Task to complete – Reproduce the following data verbatim, line for line.

━━ Data provided

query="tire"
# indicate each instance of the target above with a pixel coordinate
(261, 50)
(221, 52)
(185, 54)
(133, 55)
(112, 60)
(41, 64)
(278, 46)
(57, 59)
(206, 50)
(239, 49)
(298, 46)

━━━━

Task answer –
query="tire"
# indicate each instance of the target above with a pixel coordinate
(261, 50)
(221, 52)
(185, 54)
(133, 55)
(112, 60)
(41, 64)
(278, 46)
(57, 59)
(206, 50)
(239, 49)
(298, 46)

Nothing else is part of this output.